I won’t be popular with this one.
Within a week, we’ve seen 2 new module proposals, both created by people who made it clear (and that’s a good thing) that they had an idea, and used an LLM to quickly come up with an implementation. The feedback proves that the ideas themselves are popular with the community, and look promising and useful.
Normally, seeing such new modules is a good thing. However, I’m really worried about what AI may mean for the future of darktable.
The creators of these modules have invested time and thought into the tools, designed, experimented and refined them – I do not mean to belittle their efforts.
On the other hand, the maintainers are already stretched thin with ongoing work, whether it’s improvements to existing modules, or to darktable’s inner workings. Plus, the GTK 4 upgrade is looming, where (yes, I also use LLMs) Claude Code gave me a really scary estimate about the required effort. (If anyone is interested: ~258 files with direct GTK usage, ~40,000 lines of GTK code, 1,197 signal connections across 142 files. Realistic estimate: 18-24 months wall-clock with 3-4 developers (~50-74 person-months total).) I’m not the person to say whether it’s correct or not, but even if the real effort were a tenth of that, it seems monumental.
I think, although I’m not a maintainer, that these modules do not have a high chance of being accepted into darktable – if the LLM created a bug, which is only found after the module has been merged, who will fix it? The models are getting better, but do we want to place our bets on their (growing) ability to fix reported issues?

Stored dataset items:
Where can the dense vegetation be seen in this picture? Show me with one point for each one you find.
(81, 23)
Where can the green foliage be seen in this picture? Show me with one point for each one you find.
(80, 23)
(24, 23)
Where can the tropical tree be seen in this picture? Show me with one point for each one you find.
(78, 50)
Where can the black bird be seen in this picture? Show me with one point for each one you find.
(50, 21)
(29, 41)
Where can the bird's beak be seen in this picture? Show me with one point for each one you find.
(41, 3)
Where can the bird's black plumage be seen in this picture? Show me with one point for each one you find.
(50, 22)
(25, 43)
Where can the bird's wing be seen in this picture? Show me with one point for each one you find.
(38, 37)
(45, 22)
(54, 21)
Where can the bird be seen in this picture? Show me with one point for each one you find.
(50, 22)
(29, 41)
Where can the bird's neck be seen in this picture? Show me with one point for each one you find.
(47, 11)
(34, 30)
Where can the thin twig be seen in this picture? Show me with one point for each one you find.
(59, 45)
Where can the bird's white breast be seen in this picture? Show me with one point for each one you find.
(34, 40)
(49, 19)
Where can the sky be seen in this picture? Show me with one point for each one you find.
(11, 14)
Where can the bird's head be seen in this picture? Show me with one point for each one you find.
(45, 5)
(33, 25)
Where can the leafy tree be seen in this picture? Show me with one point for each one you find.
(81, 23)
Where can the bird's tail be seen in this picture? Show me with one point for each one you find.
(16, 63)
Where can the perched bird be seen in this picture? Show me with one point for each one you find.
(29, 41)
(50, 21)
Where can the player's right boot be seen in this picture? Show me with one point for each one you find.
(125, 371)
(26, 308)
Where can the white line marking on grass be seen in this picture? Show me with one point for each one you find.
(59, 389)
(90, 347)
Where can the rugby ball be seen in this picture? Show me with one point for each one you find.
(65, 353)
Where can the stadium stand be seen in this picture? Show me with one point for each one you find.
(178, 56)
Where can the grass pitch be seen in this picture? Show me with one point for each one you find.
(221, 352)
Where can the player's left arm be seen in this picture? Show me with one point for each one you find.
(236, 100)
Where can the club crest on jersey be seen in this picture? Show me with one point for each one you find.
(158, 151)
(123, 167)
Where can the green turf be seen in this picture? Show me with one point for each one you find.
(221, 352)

> **Things to do**:
A: Please reproduce the part of the darktable post that opens with the words containing "I won’t be popular" and closes with "future of darktable.".
B: Answer these questions from the darktable post:
(i) How many new module proposals have appeared within a week?
(ii) Which upgrade does the writer say is looming?
(iii) How many lines of GTK code does the cited estimate give?

> **Written responses**:
A:
I won’t be popular with this one.
Within a week, we’ve seen 2 new module proposals, both created by people who made it clear (and that’s a good thing) that they had an idea, and used an LLM to quickly come up with an implementation. The feedback proves that the ideas themselves are popular with the community, and look promising and useful.
Normally, seeing such new modules is a good thing. However, I’m really worried about what AI may mean for the future of darktable.

B:
(i) 2
(ii) The GTK 4 upgrade
(iii) About 40,000